# [Seite]
● ● ● ● ● ● ●

# Micromaster als Steller für Trafo Verwenden?



## Freddy [CT][PAR] (8 Mai 2008)

Hallo zusammen.

Ich will einen MM 420 als Steller für einen Trafo verwenden. Dabei soll in einem kleinen Frequenzbereich (45 bis 50 Hz) die Amplitude verstellt werden. Dies funktioniert auch wunderbar.
Nun zum eingentlichen Problem: Wenn ich am Poti am Analogeingang drehe, passiert die ersten 80% der Drehung garnichts und im letzten Bereich wird sauber geregelt.
Kann ich dieses Problem über Parametrierung beheben?

Für Hilfe wäre ich euch dankbar

Christoph


----------



## Sockenralf (8 Mai 2008)

Hallo,

schon mal mit Osszi gemessen?

Welche Kennlinie ist denn eingestellt?
Wie stehen min. und max. Frequenz?




MfG


----------



## gravieren (8 Mai 2008)

Nutze die Anzeigeparameter zur Fehlersuche.

Anzeige von Stellgrösse, U, I, P, F ... möglich.


Poti ist als Spannung oder Stromsollwert ?  (0-10V  4...20mA)


----------



## Lipperlandstern (8 Mai 2008)

Bei dem MM420 kannst du irgendwo für den Analogeingang die Min- und Maxfrequenz einstellen. Ich bin nicht 100% sicher aber ich glaube da musst du zuerst mal nachschauen. Frag mich bitte nicht wo genau. Ich habe diese Dinger seit ewigkeiten nicht mehr nutzen dürfen 

Und irgendwo in den Parameter um 2000 und höher auch die Auflösung...... hmmm.... grübel.. ist alles lange her.

● ● ● ● ● ● ●

# [Schriftliche Aufgaben]
**1)** Erkläre mit ein bis drei Sätzen, warum Lipperlandstern in der Forumsdiskussion nicht genau sagen kann, wo am MM420 die Min- und Maxfrequenz für den Analogeingang eingestellt wird.
**2)** Beantworte die folgenden Fragen zur Forumsdiskussion.
(a) In welchem Frequenzbereich soll die Amplitude verstellt werden?
(b) Mit welchem Messgerät soll laut Sockenralfs Rückfrage schon gemessen worden sein?
(c) Welche beiden Sollwertarten nennt gravieren für das Poti?
**3)** Schreibe den Teil der Forumsdiskussion wörtlich ab, der bei den Worten „Nutze die Anzeigeparameter“ beginnt und nach den Worten „Lipperlandstern (8 Mai 2008)“ endet.

# [Extrahierte Daten]
● ● ● ● ● ● ●

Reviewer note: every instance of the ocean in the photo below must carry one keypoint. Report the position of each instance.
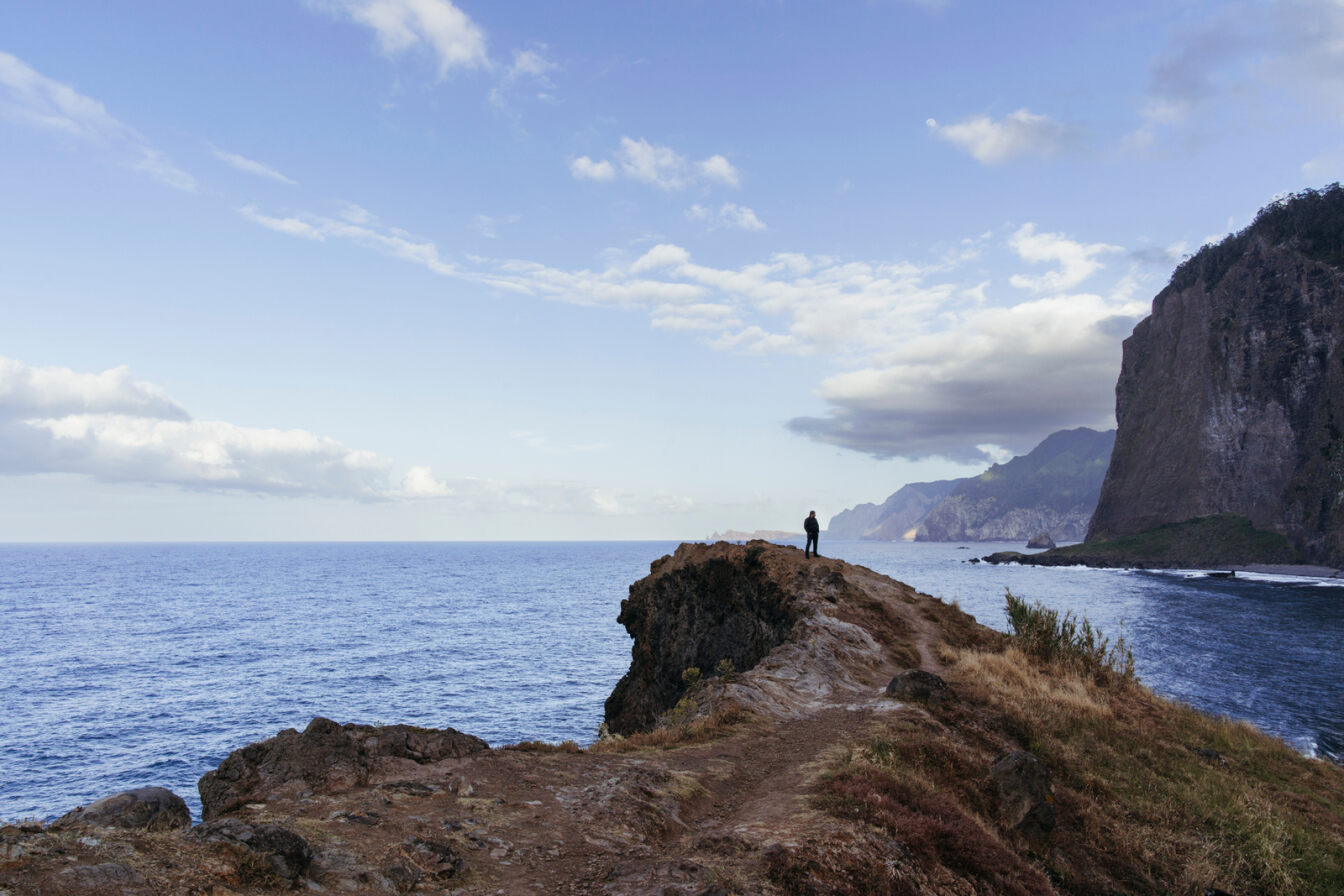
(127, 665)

● ● ● ● ● ● ●

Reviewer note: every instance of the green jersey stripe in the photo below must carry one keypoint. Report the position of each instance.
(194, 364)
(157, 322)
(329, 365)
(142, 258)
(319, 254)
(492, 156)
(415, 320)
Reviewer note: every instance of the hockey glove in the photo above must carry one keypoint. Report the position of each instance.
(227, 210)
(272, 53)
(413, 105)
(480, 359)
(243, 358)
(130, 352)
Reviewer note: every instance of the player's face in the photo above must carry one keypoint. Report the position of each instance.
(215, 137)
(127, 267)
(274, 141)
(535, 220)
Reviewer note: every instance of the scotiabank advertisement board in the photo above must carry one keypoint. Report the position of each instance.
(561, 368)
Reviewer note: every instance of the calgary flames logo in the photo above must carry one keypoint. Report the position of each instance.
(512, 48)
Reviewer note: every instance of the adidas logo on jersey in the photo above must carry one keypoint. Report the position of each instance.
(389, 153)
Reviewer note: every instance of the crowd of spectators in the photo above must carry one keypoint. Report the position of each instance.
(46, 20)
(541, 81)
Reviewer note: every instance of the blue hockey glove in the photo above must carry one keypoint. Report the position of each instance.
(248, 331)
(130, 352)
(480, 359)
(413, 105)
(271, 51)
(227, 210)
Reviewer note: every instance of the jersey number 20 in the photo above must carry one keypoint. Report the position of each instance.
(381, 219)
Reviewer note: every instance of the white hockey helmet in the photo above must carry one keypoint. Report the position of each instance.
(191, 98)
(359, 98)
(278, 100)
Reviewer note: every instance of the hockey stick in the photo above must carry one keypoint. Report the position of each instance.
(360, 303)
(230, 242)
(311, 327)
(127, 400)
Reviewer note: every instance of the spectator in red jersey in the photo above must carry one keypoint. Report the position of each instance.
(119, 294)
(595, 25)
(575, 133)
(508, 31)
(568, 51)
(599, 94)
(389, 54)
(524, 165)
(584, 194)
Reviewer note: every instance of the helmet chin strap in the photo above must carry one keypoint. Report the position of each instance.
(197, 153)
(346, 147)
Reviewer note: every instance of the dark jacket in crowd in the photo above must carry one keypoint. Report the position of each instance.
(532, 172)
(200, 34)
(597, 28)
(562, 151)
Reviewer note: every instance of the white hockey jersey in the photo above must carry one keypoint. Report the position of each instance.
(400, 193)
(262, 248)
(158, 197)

● ● ● ● ● ● ●

# [Erwartete Antworten]
**1)** Lipperlandstern schreibt, dass er diese Geräte seit Ewigkeiten nicht mehr nutzen durfte. Deshalb liegt für ihn alles lange zurück, und er ist sich nicht sicher, wo genau die Einstellung zu finden ist.

**2)**
(a) Die Amplitude soll im Bereich von 45 bis 50 Hz verstellt werden.
(b) Sockenralf fragt, ob schon mit einem Oszilloskop („Osszi“) gemessen wurde.
(c) Gravieren nennt einen Spannungssollwert (0–10 V) und einen Stromsollwert (4…20 mA).

**3)**
Nutze die Anzeigeparameter zur Fehlersuche.

Anzeige von Stellgrösse, U, I, P, F ... möglich.


Poti ist als Spannung oder Stromsollwert ?  (0-10V  4...20mA)


----------



## Lipperlandstern (8 Mai 2008)